To do: Could you rewrite everything from the line containing "of the striped" down to the line containing "<point>277,326</point>" (both included, and nothing else), scaling each point coordinate in the answers by 1.8 and rounding to whole numbers with halves rounded up? Leave the requests and their format samples unchanged.

Data excerpts:
######

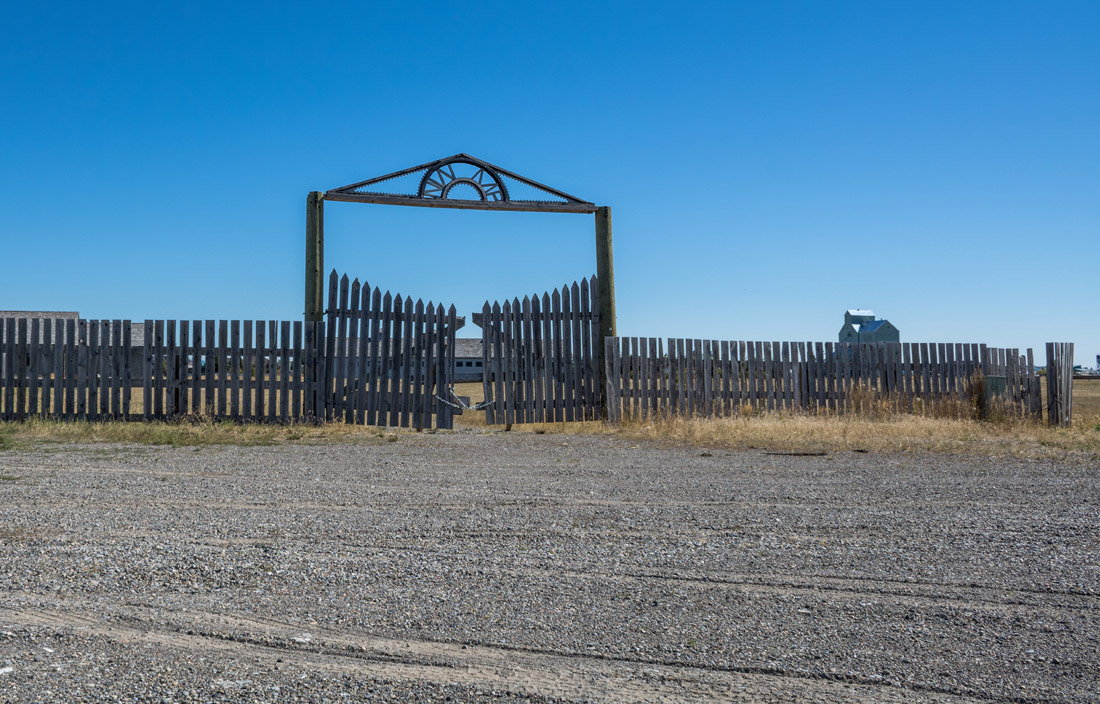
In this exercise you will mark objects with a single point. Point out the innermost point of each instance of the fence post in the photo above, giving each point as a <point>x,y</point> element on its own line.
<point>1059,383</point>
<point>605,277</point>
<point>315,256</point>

######

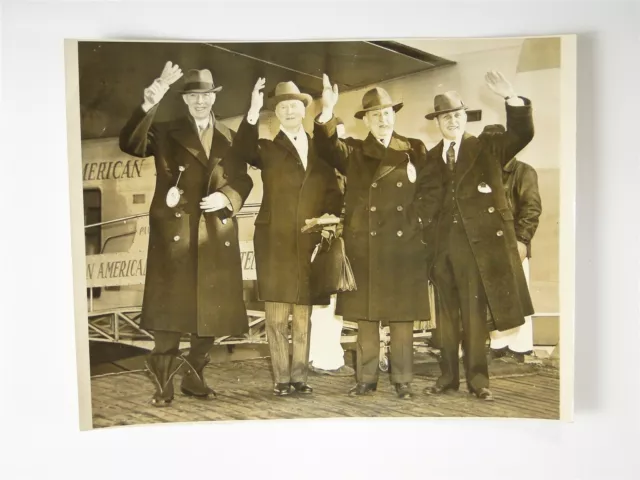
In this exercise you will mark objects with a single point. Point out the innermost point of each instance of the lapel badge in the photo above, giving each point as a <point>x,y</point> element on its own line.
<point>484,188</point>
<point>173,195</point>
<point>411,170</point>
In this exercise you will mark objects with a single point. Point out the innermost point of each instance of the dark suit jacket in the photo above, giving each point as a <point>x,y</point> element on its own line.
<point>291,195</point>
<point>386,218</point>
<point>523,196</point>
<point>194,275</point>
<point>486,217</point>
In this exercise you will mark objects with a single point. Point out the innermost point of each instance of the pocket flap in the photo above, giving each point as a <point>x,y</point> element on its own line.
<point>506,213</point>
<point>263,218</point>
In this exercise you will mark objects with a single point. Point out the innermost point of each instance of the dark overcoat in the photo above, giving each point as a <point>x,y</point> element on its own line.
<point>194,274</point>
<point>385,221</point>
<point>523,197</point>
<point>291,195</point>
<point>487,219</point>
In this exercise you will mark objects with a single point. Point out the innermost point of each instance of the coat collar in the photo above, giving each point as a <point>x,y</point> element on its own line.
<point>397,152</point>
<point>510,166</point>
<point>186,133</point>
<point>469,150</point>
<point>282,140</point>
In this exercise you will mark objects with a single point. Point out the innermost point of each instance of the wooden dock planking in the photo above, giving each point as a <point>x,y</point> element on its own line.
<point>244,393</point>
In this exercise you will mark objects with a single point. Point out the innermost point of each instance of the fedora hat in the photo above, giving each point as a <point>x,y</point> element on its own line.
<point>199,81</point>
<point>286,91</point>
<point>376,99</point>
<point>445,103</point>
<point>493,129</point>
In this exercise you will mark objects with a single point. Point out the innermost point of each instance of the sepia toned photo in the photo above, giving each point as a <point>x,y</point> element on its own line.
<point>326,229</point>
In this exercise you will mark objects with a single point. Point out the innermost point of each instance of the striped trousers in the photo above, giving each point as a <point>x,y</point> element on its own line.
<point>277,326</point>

######

Solution for this exercise:
In this exercise you will mark objects with a single point. Point out the innermost point of each instance of the striped trousers in the photo above, giving each point as a <point>x,y</point> element on its own line.
<point>499,587</point>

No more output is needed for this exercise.